Work to complete -
a. Using the Florida Senate Bill 76 summary below, decide whether each statement agrees with it. Give yes or no for each, with the deciding words quoted exactly: (i) SB76 was signed into law on June 11, 2021. (ii) SB76 took effect on July 1, 2022. (iii) Section 489.147 bars solicitation aimed at commercial property owners.
b. According to the Florida Senate Bill 76 summary below, which existing Florida statute section does SB76 amend?
c. Retype the portion of the Florida Senate Bill 76 summary below that starts at "Florida Statute §" and ends at "person (meaning orally).".

Florida Senate Bill 76 (“SB76”), in essence, creates Florida Statute Section 489.147 and amends Florida Statute Section 626.854. The bill’s creators claim to be seeking a way to lower rising property insurance premiums by circumventing behavior of contractors and public adjusters these lawmakers allege pressure homeowners (or at least encourage them) to make unnecessary repairs and related insurance claims. The bill was signed into law on June 11, 2021 and became effective July 1, 2021. SB76 is somewhat tedious, but a recap of the more salient parts of the legislation are provided below:

Florida Statute § 489.147 modifies several provisions that impact Florida’s property insurance litigation. It starts by prohibiting the “solicitation” of residential property owners through “prohibited advertisements” which “encourages, instructs, or induces a consumer to contact a contractor or public adjuster for the purpose of making an insurance claim for roof damage.” These advertising materials include, but are not limited to: door hangers, business cards, magnets, flyers, pamphlets, and e-mails, as well as any “communication,” whether written, electronic, telephonic, or delivered in person (meaning orally).

Dataset content -

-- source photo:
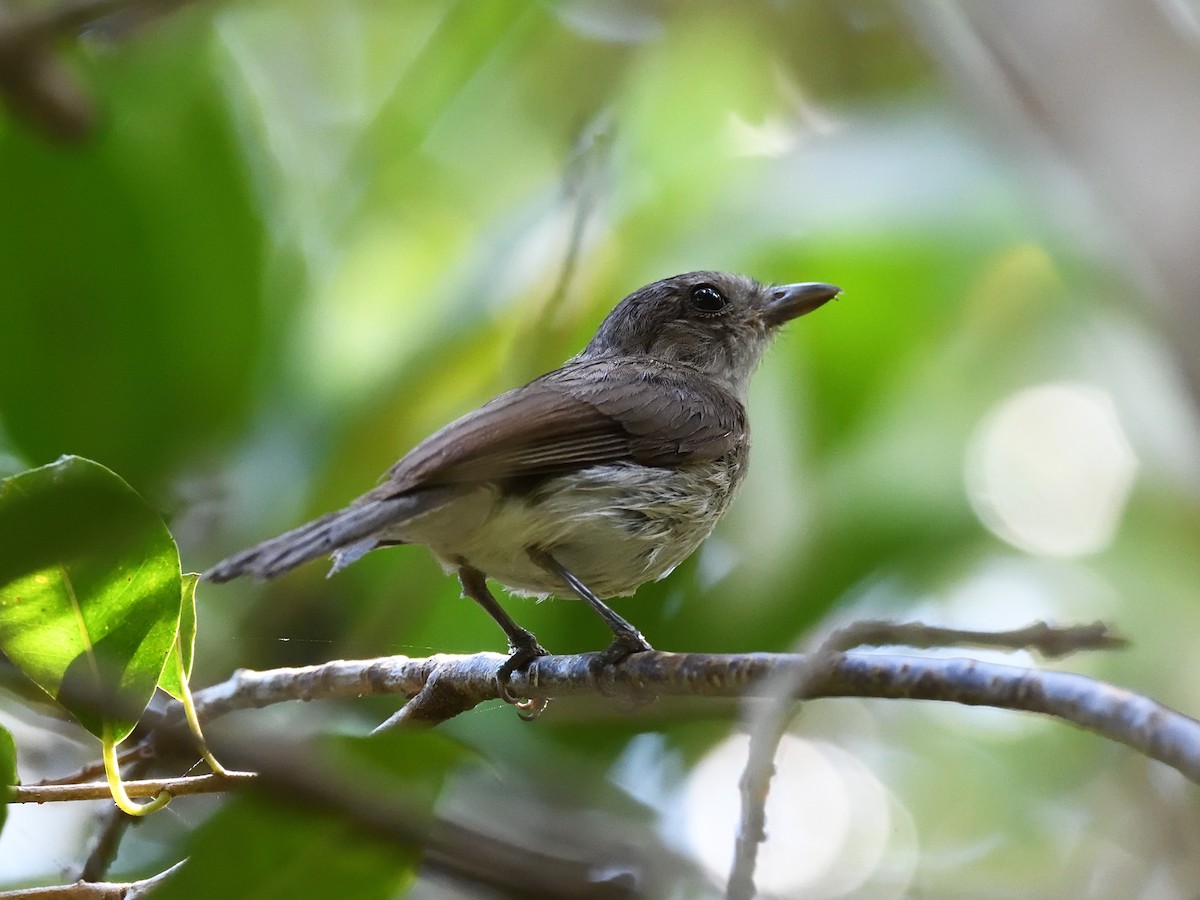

The replies -
a.
(i) Yes: "The bill was signed into law on June 11, 2021"
(ii) No: "became effective July 1, 2021"
(iii) No: "prohibiting the “solicitation” of residential property owners"

b. Florida Statute Section 626.854.

c.
Florida Statute § 489.147 modifies several provisions that impact Florida’s property insurance litigation. It starts by prohibiting the “solicitation” of residential property owners through “prohibited advertisements” which “encourages, instructs, or induces a consumer to contact a contractor or public adjuster for the purpose of making an insurance claim for roof damage.” These advertising materials include, but are not limited to: door hangers, business cards, magnets, flyers, pamphlets, and e-mails, as well as any “communication,” whether written, electronic, telephonic, or delivered in person (meaning orally).